# start of EXTRACT TO READ

Have not tried the kite yet , so I do not know if it is successful or not but there is no reason why it should not work.
it will definitly work, you may find it flys alot better as kites suffer alot of drag from the trailing edge curling from stretch. the damage is caused by flogging, the flogging can be very small that you would have no idea.
you may have added a small amount of weight but its worth the benifits.
all my kite repairs include sticky back spiniker cloth for canopy, dacron for struts/leading edge or anywhere hardwaring, and a sewing machine. and a headache attempting bladders.
if your happy with your repair i would suggest getting it stitched by a sail repairer, should cost near to nothing, that way the repair is permanent and no worries about the material pealing.
I was hoping gluing the edges were the pieces overlap would suffice rather than stitch.
I will give the kite a go and see how well it holds up, then try my hand at sowing either by hand or machine as I think the stitch is just there from preventing the edges lifting.
Its could be an opportunity tomorrow to try the kite out. Woohoo.
Sorry mate I didn't read the glue part, should do the job, but there is always the chance of the glue failing. If you prepped the kite beforehand correctly it should last forever.
If your going to stitch it don't hand stitch there's no way of getting the correct tension without creatingnproblems. Take it to a sailmaker, it will be so cheap and a proper job.
I do all my own sewing on a standard machine which is not ideal, but works with the right needle. But nothing turns out factory looking because of the poor stitching.
Thanks for the tips here RichSwing, awesome.
hey Troy I'm with you on that one.
I have some taped up slashes on my Jekyll that are holding well but sand is creeping in them and they really should be redone and definitely stitched.
Could you name the needle and thread types you use mate?
i got desperate, found an old tube of shoegoo.. stuck the rips together with gib/plaster tape (fibreglass one) the just spread shoegoo on. lasted until kite died.

# end of EXTRACT TO READ
# start of ROWS

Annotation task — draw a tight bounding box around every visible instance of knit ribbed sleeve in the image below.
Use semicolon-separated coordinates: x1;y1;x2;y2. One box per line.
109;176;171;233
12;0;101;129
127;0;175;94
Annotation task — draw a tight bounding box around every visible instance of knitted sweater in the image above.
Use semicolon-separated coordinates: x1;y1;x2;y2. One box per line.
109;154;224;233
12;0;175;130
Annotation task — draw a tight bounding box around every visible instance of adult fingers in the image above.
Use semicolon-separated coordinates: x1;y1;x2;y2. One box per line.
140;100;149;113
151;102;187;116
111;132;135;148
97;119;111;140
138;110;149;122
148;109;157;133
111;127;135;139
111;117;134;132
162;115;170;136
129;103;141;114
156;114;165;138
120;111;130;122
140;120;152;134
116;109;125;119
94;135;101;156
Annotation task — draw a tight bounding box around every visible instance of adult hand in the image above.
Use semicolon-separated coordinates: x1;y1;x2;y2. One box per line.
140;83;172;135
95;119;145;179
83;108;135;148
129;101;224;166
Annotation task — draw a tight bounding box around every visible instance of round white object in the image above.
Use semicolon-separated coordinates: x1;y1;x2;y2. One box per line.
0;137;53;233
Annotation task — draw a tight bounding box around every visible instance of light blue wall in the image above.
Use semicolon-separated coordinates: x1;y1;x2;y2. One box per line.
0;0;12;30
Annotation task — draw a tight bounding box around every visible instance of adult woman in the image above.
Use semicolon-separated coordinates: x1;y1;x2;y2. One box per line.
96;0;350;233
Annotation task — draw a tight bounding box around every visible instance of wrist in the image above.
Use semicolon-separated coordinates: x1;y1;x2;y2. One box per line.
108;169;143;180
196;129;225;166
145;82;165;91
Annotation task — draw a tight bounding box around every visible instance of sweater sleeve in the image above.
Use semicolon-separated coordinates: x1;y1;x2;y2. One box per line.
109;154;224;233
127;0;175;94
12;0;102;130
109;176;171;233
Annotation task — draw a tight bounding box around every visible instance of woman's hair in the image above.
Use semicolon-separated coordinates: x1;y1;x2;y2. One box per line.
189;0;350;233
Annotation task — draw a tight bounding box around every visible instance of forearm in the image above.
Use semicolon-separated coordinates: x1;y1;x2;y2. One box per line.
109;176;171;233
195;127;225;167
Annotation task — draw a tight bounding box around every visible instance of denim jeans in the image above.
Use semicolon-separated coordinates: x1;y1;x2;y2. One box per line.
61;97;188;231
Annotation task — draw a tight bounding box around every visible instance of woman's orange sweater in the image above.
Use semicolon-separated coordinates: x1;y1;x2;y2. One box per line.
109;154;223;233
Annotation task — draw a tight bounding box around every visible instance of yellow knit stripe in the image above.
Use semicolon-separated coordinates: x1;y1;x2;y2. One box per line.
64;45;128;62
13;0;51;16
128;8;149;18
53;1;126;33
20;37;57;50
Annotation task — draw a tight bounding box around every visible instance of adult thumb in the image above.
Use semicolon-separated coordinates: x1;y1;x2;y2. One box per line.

# end of ROWS

> _JOBS_:
a – Do the following statements agree with the kite repair thread? Give yes or no for each, with the words from the thread that decide it. (i) One poster advises against stitching a repair by hand. (ii) The poster who sews on a standard machine says the results look factory-made. (iii) The repair done with shoegoo held until the kite itself was finished.
b – Pick up the kite repair thread after its final post and write one or two more replies in the same style.

> _RESPONSES TO THE TASKS_:
a –
(i) Yes: "If your going to stitch it don't hand stitch there's no way of getting the correct tension without creatingnproblems."
(ii) No: "But nothing turns out factory looking because of the poor stitching."
(iii) Yes: "lasted until kite died."

b –
... lent my kite once and got it back with a tear 3 inch long on the leading edge. I hadn't noticed til I was about to launch the kite and I could see the bladder!! I threw a patch of the sticky back cloth on and a year later its still going. I'd been meaning to get it done properly but its still going good.
I figured a good key to successful repairs with sticky back is that its nice and dry before you stick the stuff on the kite. Same as richswing, I used some glue around the edges when ever I do Leading edge repairs.
Mind you, big holes is another story and when repairing old kites seems be hard to get the sticky back cloth to stay on even after washed in fresh water and dried well!
I always clean sails and kites with acetone or atleast metho first and make sure I wipe it off.
As for needle and thread, use a size 90-100 apolstry needle and a UV treated thread from a sail maker or boat shop.
Best stitch is a 3point zig-zag, so it sews through 3times and then changes direction. Same as what most kites are done.
not much you can't fix with Kitefix and a sailmakers sewing kit from Whitworths Marine
I use isopropyl alcohol, spray it on and wipe down before sticking patch on.
Iso alc. Doesn't damage plastic whereas acetone and thinners could.
All good! In the future probably advise using sticky backed ripstop on the trailing edge instead of Dacron on old kites.. will find the kite will tear along the dacron edge..eventually.
In the meantime..all good!
Totally agree, all I did was move the wear point further up but could not find sticky back rip stop wide enough.
At the same time buying the Dacron, I bought a couple of meters of rip stop and thought if it doesn't work I will try my hand at making templates of the panels and stitch some new ones up - but that would be a last rsort . With the rigidity of the canopy now I may just make the templates at least.
A couple of years ago a was given a Xbow with a panel ripped from TE to LE, repaired with a cheap sowing machine ( the stitching sucked) but it flew again. Gave it to a mate that flew it over east and then sold it.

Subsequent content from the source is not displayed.